Start Items

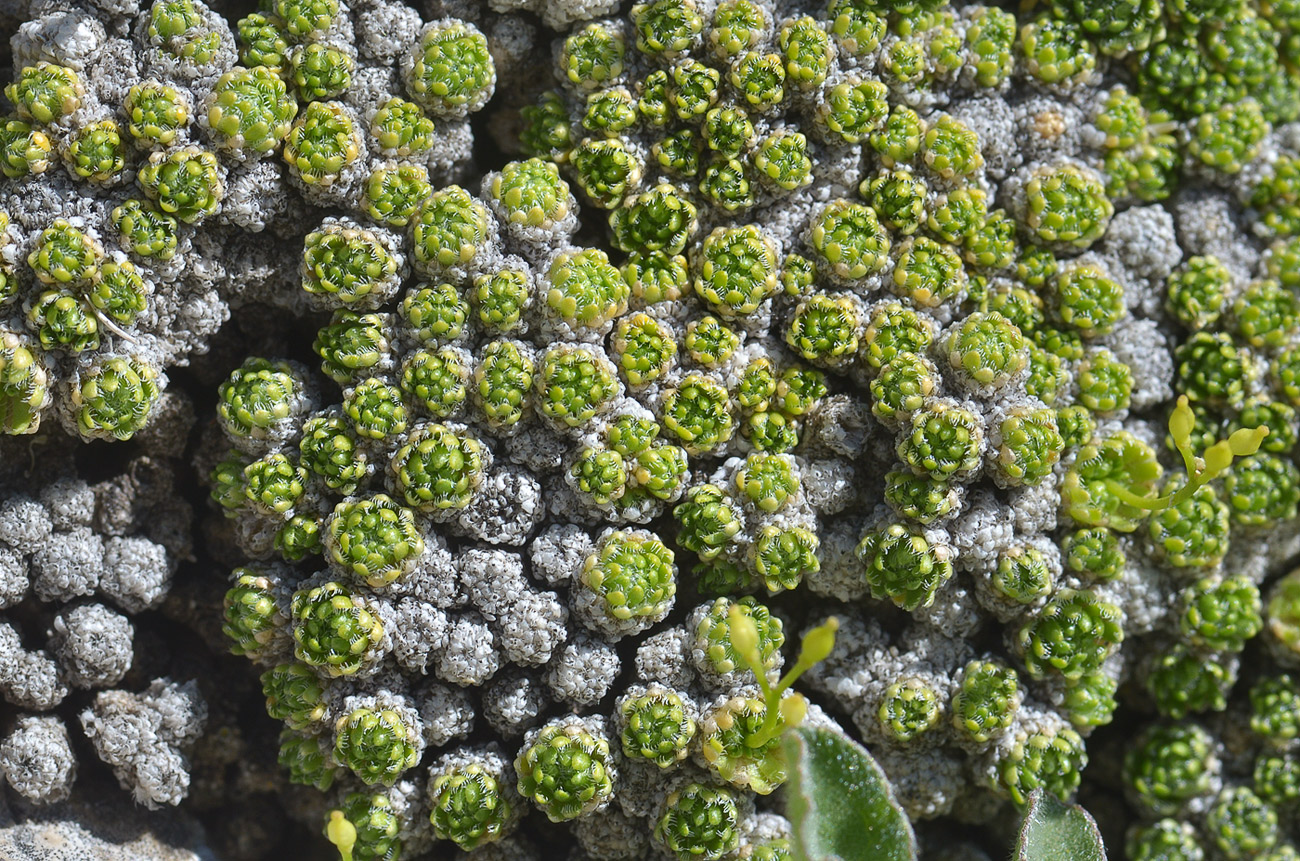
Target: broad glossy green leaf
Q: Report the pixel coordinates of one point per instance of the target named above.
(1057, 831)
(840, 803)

End Items
Start Items

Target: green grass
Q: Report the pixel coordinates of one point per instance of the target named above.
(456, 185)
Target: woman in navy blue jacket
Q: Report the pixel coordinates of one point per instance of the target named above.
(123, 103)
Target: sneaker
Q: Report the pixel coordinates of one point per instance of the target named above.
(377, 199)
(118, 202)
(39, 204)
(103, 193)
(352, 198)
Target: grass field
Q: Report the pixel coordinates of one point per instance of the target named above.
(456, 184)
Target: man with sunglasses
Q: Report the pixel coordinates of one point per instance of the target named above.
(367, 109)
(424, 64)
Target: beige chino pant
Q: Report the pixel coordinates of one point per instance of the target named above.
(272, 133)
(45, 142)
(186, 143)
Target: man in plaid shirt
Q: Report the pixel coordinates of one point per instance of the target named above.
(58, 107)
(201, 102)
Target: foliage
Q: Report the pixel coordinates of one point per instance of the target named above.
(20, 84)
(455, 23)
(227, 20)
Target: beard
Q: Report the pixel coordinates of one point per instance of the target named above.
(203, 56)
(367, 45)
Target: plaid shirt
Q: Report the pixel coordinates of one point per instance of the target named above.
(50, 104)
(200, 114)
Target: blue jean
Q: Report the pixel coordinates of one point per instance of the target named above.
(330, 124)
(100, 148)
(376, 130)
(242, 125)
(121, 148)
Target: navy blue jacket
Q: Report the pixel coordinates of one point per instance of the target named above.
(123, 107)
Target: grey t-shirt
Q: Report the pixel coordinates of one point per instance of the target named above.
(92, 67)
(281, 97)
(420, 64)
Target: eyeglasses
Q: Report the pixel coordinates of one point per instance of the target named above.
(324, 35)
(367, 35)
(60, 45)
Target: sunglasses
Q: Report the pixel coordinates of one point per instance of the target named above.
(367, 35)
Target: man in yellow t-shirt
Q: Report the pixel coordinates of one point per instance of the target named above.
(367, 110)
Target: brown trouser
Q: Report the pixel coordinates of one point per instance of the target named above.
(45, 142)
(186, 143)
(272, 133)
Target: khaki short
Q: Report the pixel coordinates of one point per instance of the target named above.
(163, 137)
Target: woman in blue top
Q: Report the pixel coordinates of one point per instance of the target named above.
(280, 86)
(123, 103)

End Items
Start Items

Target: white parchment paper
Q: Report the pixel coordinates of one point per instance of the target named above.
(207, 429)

End Items

Copy out every line of the records that contains the string "jacket", treating uppercase and lowercase as different.

Target: woman in navy blue jacket
Target: navy blue jacket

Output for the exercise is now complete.